WHAT YOU SHOULD DO:
From the material below, pull out every line that contains the string "include", matching case exactly.
Begin TASK INPUTS
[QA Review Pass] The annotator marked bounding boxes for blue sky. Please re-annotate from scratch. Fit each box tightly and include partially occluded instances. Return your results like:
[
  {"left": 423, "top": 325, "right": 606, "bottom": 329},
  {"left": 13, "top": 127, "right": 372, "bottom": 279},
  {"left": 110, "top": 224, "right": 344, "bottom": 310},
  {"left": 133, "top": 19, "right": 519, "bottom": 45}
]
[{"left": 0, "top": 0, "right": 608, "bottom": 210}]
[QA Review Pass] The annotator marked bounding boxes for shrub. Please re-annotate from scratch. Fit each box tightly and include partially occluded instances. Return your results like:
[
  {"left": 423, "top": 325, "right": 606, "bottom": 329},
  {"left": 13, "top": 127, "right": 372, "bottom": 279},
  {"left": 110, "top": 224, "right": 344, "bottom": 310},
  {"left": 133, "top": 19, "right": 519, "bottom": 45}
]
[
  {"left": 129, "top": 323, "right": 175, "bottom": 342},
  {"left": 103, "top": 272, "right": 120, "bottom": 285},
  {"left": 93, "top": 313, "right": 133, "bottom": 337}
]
End TASK INPUTS
RESPONSE TO THIS TASK:
[QA Review Pass] The annotator marked bounding boxes for blue sky. Please re-annotate from scratch. Fit each box tightly and include partially occluded instances. Return your results like:
[QA Review Pass] The annotator marked bounding boxes for shrub. Please re-annotate from scratch. Fit each box tightly and include partially occluded instances. Return your results like:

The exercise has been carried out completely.